§ ABOUT THIS TASK: Reproduce exactly, and nothing but, the lines between the one with "rough mask: <svg" and the end of the entries, both ends included.

§ SOURCE RECORDS:
/---

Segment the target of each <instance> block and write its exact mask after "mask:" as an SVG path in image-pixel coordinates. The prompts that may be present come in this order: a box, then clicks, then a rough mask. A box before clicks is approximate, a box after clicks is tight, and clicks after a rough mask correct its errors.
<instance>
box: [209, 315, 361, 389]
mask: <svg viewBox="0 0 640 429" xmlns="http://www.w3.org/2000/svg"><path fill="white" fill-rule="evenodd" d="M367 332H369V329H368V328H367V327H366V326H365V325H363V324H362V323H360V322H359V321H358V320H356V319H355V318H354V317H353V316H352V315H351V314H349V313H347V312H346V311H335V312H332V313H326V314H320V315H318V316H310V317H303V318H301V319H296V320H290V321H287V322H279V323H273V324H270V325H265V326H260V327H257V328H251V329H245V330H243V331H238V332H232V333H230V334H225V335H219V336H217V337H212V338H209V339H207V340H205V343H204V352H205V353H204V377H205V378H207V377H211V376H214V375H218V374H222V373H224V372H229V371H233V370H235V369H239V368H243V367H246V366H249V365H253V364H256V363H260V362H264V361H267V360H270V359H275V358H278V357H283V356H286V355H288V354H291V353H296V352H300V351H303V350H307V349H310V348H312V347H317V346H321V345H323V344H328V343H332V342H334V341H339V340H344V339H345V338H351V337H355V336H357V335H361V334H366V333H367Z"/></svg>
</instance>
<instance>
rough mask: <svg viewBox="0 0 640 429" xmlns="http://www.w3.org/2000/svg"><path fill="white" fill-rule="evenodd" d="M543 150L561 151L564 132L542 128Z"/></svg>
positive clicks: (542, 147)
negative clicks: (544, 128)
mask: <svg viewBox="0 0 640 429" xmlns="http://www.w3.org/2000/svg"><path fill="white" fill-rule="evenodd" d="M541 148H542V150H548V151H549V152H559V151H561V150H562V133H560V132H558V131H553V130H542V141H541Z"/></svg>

\---

§ TASK SOLUTION:
rough mask: <svg viewBox="0 0 640 429" xmlns="http://www.w3.org/2000/svg"><path fill="white" fill-rule="evenodd" d="M543 150L561 151L564 132L542 128Z"/></svg>
positive clicks: (542, 147)
negative clicks: (544, 128)
mask: <svg viewBox="0 0 640 429" xmlns="http://www.w3.org/2000/svg"><path fill="white" fill-rule="evenodd" d="M541 148H542V150H548V151H549V152H559V151H561V150H562V133H560V132H558V131H553V130H542V141H541Z"/></svg>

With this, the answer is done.